### Stated exercise
Reproduce the passage of the SAS performance post between "- The first" and "is the bottleneck.", inclusive, word for word.

It should be noted that regardless of the last three factors, a badly written program can bring a machine to its knees.

 

Two further comments:

- SAS is generally I/O-heavy. Transaction systems typically process one row at a time. Data management and data analysis systems such as SAS typically process whole tables. Slow disks are usually the second thing to look at.

- The first thing to look at is the log. See which steps take the longest. Note that programs that run for a long time also slow down all the other processes on the server, so it's a vicious circle. From my experience, long-duration steps are generally due to sorting (which may not always be done optimally, or may not even be necessary) and badly formed SQL queries. Another common source of waste is many baby steps copying the data over and over to perform what could be done in one single step. Also look at the real and CPU times. to see if the CPU is the bottleneck.

NKormanik
Barite | Level 11

A further way of asking would be (not to flog a dead horse)...

 

What are the total lengths of time you are familiar with to run some SAS code set?

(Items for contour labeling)

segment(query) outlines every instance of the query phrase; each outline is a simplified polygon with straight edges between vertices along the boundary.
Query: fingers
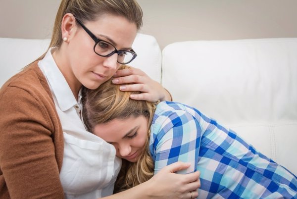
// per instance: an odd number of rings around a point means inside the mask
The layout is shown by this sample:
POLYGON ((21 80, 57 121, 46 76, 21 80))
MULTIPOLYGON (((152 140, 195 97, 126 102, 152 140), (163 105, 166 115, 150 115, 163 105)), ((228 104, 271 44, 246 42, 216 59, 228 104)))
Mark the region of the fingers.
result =
POLYGON ((171 173, 176 173, 178 171, 186 169, 190 166, 191 164, 189 162, 176 162, 163 167, 163 169, 171 173))
POLYGON ((189 194, 187 193, 187 199, 196 199, 197 197, 198 197, 198 192, 196 190, 192 191, 189 192, 189 194))
POLYGON ((147 75, 146 73, 143 72, 142 70, 138 68, 134 68, 132 66, 130 67, 131 68, 126 68, 125 69, 118 70, 114 75, 113 75, 113 77, 123 77, 132 75, 137 75, 143 76, 147 75))
POLYGON ((144 84, 134 84, 128 85, 123 85, 120 87, 122 91, 140 91, 141 92, 148 92, 148 87, 144 84))
POLYGON ((114 84, 144 83, 146 82, 146 77, 140 75, 129 75, 114 78, 112 80, 112 83, 114 84))

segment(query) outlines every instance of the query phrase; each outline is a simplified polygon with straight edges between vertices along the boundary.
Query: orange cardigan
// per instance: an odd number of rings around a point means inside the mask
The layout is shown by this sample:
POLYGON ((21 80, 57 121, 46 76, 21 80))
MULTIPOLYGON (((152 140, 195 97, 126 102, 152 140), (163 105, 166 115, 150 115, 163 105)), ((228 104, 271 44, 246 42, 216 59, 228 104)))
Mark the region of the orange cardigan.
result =
POLYGON ((0 199, 63 199, 63 131, 36 61, 0 90, 0 199))

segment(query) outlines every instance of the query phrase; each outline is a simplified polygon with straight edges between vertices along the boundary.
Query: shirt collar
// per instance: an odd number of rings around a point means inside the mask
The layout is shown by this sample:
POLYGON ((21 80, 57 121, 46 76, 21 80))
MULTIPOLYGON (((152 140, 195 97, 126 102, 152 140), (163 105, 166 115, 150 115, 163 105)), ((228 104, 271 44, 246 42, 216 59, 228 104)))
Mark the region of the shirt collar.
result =
POLYGON ((51 52, 54 50, 54 48, 50 48, 44 58, 39 61, 38 65, 46 77, 60 108, 62 111, 65 111, 77 104, 77 101, 53 59, 51 52))

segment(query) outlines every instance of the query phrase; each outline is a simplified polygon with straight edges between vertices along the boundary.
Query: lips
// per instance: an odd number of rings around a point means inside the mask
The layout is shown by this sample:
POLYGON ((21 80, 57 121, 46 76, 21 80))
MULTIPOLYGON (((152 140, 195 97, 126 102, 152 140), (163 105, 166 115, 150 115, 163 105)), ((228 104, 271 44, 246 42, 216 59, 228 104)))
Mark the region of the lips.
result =
POLYGON ((136 157, 137 157, 138 152, 138 150, 137 150, 134 153, 132 154, 132 155, 129 155, 129 156, 126 156, 126 157, 124 157, 125 159, 134 159, 136 157))
POLYGON ((100 74, 100 73, 96 73, 95 72, 93 72, 93 74, 94 75, 95 75, 95 76, 98 79, 104 79, 104 78, 106 78, 106 77, 108 77, 107 75, 102 74, 100 74))

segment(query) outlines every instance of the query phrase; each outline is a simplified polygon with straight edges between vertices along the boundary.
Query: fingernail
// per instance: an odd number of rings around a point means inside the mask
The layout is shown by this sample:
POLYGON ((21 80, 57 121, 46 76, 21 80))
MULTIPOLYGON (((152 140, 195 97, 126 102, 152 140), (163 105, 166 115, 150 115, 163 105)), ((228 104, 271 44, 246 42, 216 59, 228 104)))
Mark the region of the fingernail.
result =
POLYGON ((125 86, 121 86, 120 87, 120 90, 121 91, 123 91, 123 90, 124 90, 125 89, 126 89, 126 87, 125 87, 125 86))

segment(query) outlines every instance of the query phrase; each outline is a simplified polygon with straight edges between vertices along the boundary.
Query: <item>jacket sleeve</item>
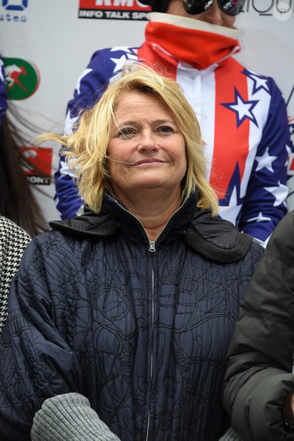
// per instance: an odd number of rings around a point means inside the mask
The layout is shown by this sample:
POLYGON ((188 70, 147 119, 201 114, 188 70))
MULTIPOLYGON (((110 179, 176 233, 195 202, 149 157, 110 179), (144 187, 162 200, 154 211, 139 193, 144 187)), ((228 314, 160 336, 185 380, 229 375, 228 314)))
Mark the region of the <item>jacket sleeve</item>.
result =
POLYGON ((270 108, 247 188, 239 228, 266 246, 287 213, 287 162, 290 134, 285 100, 272 79, 270 108))
MULTIPOLYGON (((64 133, 70 132, 77 121, 79 113, 92 107, 100 97, 103 88, 107 86, 112 75, 107 59, 106 50, 95 52, 86 68, 78 80, 73 98, 68 102, 66 109, 64 133)), ((54 201, 62 219, 76 216, 83 204, 79 196, 74 177, 74 170, 65 163, 64 156, 60 151, 58 169, 54 174, 55 195, 54 201)))
POLYGON ((282 410, 294 390, 294 211, 272 235, 240 309, 228 352, 224 405, 244 441, 294 439, 282 410))
POLYGON ((29 440, 42 402, 82 387, 79 363, 56 325, 65 301, 49 296, 48 286, 54 289, 56 281, 44 268, 42 244, 35 243, 26 248, 13 280, 0 337, 0 433, 6 441, 29 440))

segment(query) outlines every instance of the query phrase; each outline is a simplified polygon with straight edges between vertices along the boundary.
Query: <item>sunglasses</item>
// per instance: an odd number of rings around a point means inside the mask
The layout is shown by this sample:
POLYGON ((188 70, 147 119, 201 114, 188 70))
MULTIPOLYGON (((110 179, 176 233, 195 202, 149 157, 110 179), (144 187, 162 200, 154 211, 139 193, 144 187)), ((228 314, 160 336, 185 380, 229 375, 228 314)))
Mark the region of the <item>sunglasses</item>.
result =
MULTIPOLYGON (((212 6, 214 0, 183 0, 188 14, 201 14, 212 6)), ((217 0, 219 8, 229 15, 237 15, 242 11, 245 0, 217 0)))

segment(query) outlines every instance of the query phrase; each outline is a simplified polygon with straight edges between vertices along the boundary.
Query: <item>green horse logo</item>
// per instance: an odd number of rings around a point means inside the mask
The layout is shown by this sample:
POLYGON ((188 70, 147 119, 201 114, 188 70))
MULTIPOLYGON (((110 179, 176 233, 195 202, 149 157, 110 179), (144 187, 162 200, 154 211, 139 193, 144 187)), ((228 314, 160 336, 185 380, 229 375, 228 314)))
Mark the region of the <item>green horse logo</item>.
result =
POLYGON ((22 58, 4 58, 5 83, 9 99, 25 99, 37 90, 40 73, 31 62, 22 58))

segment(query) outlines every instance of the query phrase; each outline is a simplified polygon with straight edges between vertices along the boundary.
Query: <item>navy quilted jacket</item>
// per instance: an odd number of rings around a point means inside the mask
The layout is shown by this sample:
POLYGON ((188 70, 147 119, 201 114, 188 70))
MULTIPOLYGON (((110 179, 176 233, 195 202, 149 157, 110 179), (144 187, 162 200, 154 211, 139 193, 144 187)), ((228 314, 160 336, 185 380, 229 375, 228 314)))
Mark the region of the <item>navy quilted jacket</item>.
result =
POLYGON ((122 441, 217 439, 225 357, 262 248, 196 207, 155 243, 105 194, 25 251, 0 338, 1 439, 28 440, 47 398, 79 392, 122 441))

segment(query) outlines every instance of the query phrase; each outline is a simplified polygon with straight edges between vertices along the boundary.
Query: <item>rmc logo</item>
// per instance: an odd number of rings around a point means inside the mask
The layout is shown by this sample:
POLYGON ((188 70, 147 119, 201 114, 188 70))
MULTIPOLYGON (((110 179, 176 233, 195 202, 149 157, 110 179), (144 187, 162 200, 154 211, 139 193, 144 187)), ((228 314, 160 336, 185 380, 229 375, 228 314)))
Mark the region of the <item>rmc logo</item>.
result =
POLYGON ((2 6, 7 11, 23 11, 28 0, 2 0, 2 6))

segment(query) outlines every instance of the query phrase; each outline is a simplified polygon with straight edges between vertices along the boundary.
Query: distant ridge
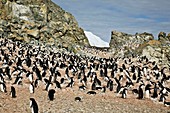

### Result for this task
- The first thing to look at is the log. See which steps take the longest. Note that programs that run for a long time also slow down all the other processes on the server, so it's a vicious circle. From my experience, long-duration steps are generally due to sorting (which may not always be done optimally, or may not even be necessary) and badly formed SQL queries. Another common source of waste is many baby steps copying the data over and over to perform what could be done in one single step. Also look at the real and CPU times. to see if the CPU is the bottleneck.